··· Fragmento de origen ···

Esta vez, el alter ego de Malick es Neil (Ben Affleck), un químico estadounidense que vive en París un apasionado romance con Marina (Olga Kurylenko), una bella joven divorciada, madre de la preadolescente Tatiana (Tatiana Chiline). Los tres se instalan en Bartlesville, una pequeña ciudad de Oklahoma, con la esperanza de consolidar su relación. Pero el deseo de Marina de casarse por la Iglesia choca con el obstáculo de sus anteriores nupcias. Además, Tatiana lo pasa mal, y retorna a Francia con su padre. Y también retorna Marina cuando le caduca el visado. Entonces Neil retoma su antigua relación con otra mujer divorciada, Jane (Rachel McAdams), pero no olvida su poderoso amor hacia Marina, que regresa poco después. Testigo de todas esas dramáticas idas y venidas es el Padre Quintana (Javier Bardem), un sacerdote católico que está sufriendo una profunda crisis de fe.

···

> **Descripción del problema**
Copia sin cambios el pasaje del fragmento que va desde "Esta vez, el" hasta "crisis de fe.", ambos incluidos. Las filas son material aparte, sin relación con el fragmento.

··· Filas proporcionadas ···

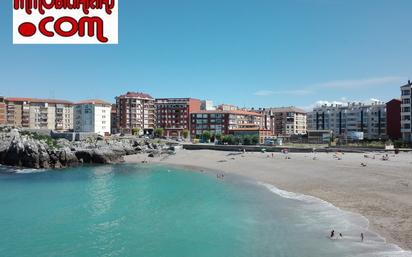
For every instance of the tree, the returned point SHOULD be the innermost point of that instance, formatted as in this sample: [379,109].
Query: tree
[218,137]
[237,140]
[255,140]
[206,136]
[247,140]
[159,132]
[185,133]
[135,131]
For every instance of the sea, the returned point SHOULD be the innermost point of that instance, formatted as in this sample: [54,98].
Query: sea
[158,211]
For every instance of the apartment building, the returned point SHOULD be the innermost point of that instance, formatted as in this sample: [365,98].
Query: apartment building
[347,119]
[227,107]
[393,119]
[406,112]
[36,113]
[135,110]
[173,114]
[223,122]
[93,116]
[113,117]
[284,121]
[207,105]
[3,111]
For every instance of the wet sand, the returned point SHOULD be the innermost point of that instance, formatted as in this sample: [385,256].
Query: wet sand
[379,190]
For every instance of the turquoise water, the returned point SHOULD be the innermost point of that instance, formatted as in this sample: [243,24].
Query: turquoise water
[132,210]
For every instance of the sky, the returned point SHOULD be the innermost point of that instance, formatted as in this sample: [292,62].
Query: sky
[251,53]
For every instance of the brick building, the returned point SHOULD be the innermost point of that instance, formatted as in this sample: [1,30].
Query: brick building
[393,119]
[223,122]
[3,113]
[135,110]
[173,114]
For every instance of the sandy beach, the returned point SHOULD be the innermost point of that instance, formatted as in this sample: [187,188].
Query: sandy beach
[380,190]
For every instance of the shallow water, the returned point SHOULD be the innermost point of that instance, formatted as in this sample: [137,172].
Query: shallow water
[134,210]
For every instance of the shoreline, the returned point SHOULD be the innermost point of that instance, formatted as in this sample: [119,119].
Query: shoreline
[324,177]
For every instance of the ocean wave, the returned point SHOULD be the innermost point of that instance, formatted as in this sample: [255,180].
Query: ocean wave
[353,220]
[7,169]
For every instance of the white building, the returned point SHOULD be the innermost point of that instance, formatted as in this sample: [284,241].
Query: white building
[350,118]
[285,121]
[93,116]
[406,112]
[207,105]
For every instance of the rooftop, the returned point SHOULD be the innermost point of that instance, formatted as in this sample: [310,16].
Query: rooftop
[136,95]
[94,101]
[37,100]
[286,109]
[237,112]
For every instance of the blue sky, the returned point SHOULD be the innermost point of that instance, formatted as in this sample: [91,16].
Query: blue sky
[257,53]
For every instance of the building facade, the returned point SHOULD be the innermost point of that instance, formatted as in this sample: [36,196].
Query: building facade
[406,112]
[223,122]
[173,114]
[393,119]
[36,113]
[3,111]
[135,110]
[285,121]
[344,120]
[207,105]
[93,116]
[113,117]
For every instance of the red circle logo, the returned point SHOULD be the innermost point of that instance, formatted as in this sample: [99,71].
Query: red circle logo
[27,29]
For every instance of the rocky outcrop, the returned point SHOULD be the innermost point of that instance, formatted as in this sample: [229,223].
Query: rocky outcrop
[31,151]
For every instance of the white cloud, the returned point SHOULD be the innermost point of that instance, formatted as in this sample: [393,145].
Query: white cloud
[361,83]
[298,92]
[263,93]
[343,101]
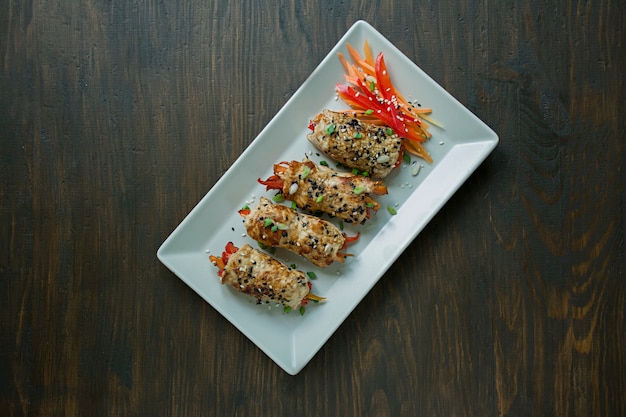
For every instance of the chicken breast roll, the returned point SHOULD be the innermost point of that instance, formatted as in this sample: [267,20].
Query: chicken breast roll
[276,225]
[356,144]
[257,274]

···
··· Filas proporcionadas ···

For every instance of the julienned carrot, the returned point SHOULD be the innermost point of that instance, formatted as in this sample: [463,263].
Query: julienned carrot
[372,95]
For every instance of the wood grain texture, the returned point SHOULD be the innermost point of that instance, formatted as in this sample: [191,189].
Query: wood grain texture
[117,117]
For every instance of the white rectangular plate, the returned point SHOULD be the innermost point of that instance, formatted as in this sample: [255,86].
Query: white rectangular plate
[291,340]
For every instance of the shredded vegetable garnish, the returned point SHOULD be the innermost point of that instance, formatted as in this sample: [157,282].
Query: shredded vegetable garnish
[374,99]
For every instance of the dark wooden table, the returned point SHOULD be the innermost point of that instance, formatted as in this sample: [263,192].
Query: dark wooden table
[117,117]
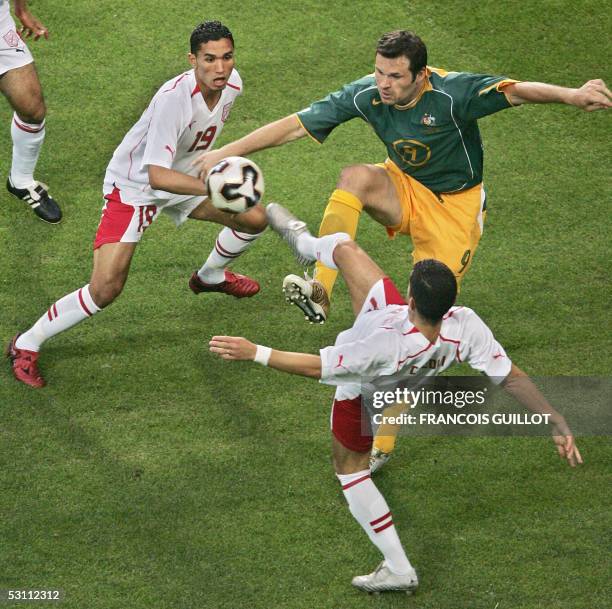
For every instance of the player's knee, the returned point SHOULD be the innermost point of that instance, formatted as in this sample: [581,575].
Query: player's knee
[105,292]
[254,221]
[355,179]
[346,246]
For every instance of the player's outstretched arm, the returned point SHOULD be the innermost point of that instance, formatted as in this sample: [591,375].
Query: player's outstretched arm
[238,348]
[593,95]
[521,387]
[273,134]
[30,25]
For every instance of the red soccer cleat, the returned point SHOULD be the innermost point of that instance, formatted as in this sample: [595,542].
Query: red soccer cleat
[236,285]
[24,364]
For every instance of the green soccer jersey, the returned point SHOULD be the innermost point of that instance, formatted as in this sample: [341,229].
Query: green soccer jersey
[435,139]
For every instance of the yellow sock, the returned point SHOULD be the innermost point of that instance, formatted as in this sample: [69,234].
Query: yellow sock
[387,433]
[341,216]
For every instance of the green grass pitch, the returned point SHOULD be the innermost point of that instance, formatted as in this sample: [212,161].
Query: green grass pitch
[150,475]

···
··· Filas proporcionadas ···

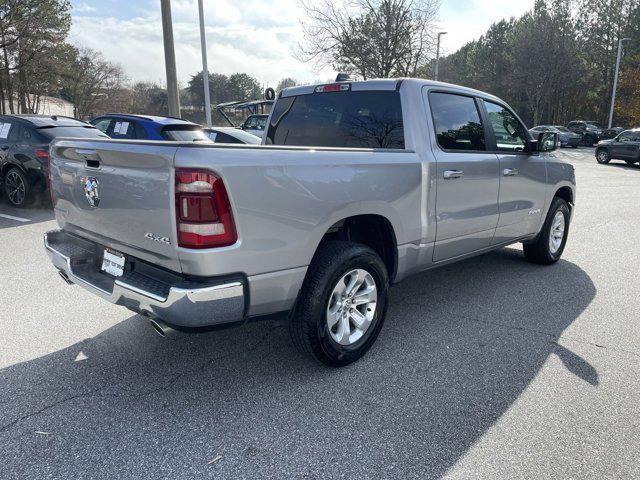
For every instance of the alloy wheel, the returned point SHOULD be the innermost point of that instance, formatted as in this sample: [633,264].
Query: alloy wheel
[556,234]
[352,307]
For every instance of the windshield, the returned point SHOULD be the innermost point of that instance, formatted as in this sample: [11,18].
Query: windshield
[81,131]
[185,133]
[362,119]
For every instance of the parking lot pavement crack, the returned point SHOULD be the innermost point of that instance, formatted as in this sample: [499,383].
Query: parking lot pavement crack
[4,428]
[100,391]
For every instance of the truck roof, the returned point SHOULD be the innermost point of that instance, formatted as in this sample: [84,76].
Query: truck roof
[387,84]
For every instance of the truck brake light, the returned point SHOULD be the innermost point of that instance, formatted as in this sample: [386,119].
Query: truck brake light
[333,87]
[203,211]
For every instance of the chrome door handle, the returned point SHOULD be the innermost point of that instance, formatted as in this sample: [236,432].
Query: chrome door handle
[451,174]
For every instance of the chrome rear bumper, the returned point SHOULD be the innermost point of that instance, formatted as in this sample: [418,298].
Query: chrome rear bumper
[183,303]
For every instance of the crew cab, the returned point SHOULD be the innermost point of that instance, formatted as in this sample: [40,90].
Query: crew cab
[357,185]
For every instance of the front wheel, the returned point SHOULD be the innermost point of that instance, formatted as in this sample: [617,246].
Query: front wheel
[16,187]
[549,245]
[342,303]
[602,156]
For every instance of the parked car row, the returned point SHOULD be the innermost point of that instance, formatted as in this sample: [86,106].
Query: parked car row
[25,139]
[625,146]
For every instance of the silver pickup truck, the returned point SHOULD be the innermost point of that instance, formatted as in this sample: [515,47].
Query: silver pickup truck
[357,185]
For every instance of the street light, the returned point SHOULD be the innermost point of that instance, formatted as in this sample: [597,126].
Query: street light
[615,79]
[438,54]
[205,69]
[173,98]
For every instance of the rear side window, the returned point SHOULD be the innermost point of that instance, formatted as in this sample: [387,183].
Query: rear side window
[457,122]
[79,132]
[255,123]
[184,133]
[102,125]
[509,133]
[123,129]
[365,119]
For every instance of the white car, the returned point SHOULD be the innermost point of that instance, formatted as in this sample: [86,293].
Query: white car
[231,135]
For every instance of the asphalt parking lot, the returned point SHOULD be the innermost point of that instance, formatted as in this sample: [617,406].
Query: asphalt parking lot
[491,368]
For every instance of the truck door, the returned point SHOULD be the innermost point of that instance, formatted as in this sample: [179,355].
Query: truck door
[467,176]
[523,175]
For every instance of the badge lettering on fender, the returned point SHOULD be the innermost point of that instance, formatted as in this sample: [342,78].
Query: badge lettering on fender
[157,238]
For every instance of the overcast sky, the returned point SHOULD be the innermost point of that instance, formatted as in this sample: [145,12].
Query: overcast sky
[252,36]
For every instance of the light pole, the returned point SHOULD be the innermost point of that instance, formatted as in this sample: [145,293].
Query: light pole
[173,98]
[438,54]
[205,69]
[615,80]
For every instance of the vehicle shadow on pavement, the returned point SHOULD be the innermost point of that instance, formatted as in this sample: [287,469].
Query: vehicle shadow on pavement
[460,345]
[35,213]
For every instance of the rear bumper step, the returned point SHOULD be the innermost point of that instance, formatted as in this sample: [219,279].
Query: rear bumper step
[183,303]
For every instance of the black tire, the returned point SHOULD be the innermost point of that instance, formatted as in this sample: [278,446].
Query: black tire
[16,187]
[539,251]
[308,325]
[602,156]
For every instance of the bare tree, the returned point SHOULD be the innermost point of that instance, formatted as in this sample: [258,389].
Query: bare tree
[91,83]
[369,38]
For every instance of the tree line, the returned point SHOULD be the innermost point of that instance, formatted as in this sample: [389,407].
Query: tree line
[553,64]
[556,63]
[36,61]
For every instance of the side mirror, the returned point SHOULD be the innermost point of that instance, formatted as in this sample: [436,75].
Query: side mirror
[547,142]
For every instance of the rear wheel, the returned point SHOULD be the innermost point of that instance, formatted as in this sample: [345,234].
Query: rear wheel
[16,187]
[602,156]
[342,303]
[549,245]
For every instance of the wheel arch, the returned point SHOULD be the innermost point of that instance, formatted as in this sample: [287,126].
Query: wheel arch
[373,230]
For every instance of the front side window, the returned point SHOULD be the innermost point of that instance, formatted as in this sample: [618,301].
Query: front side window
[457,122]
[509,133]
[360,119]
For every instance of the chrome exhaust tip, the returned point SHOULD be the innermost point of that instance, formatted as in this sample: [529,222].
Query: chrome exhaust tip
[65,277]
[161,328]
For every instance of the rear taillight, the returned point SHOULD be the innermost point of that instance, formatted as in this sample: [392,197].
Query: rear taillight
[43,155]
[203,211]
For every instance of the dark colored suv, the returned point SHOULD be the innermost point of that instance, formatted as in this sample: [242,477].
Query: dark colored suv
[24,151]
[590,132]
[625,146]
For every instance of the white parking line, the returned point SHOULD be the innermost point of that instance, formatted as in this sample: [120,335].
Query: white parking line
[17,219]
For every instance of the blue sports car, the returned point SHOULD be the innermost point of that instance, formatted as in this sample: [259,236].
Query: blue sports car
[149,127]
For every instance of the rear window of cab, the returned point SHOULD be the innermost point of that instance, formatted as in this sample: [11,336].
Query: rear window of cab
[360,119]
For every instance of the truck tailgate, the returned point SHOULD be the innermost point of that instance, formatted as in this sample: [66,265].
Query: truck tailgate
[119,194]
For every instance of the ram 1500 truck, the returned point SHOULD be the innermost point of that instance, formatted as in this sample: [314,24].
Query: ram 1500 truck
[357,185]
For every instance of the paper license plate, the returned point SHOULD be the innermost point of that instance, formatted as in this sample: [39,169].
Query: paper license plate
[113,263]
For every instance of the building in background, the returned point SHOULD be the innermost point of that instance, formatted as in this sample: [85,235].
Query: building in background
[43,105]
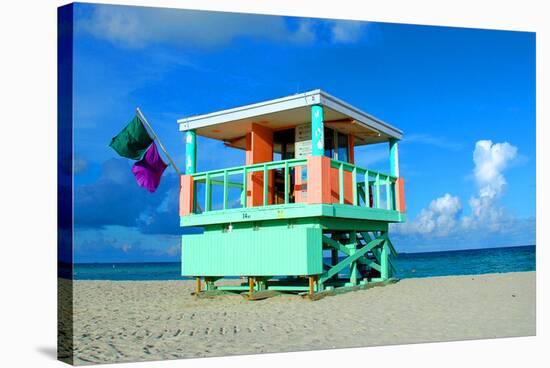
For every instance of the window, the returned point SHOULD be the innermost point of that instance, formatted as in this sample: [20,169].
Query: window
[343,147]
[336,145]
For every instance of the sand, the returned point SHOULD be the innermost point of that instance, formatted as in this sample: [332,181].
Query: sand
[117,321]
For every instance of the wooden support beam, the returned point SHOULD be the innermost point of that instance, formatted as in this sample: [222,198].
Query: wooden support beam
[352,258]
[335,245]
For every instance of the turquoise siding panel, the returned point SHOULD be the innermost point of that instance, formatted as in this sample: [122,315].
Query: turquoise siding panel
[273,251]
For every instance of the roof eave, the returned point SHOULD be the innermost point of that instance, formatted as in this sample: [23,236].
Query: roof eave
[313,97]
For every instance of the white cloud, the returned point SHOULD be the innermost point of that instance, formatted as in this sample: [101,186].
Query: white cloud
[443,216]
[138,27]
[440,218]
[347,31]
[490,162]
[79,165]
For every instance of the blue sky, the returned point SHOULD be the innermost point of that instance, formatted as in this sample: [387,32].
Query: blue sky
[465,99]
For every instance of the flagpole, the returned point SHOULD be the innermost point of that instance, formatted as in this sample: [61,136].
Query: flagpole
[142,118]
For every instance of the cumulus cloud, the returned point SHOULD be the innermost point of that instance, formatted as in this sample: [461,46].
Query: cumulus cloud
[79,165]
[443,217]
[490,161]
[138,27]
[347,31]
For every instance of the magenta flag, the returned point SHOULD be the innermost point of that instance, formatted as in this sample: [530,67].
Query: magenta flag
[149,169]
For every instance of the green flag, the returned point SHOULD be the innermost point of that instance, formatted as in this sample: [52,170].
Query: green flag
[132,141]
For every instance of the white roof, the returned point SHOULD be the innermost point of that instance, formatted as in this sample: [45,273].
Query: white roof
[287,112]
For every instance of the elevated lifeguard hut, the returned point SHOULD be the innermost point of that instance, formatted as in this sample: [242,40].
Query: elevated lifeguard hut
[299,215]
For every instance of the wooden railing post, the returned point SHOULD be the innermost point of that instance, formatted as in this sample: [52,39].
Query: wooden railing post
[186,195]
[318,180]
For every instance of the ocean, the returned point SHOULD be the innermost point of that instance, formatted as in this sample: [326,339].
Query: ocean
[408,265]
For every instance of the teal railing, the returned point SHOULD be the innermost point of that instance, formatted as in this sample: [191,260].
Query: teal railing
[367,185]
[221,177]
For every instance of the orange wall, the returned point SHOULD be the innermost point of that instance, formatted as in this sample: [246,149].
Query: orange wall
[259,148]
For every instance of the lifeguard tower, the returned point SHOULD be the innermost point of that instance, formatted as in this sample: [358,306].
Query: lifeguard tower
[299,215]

···

> **Solución a continuación**
Esta vez, el alter ego de Malick es Neil (Ben Affleck), un químico estadounidense que vive en París un apasionado romance con Marina (Olga Kurylenko), una bella joven divorciada, madre de la preadolescente Tatiana (Tatiana Chiline). Los tres se instalan en Bartlesville, una pequeña ciudad de Oklahoma, con la esperanza de consolidar su relación. Pero el deseo de Marina de casarse por la Iglesia choca con el obstáculo de sus anteriores nupcias. Además, Tatiana lo pasa mal, y retorna a Francia con su padre. Y también retorna Marina cuando le caduca el visado. Entonces Neil retoma su antigua relación con otra mujer divorciada, Jane (Rachel McAdams), pero no olvida su poderoso amor hacia Marina, que regresa poco después. Testigo de todas esas dramáticas idas y venidas es el Padre Quintana (Javier Bardem), un sacerdote católico que está sufriendo una profunda crisis de fe.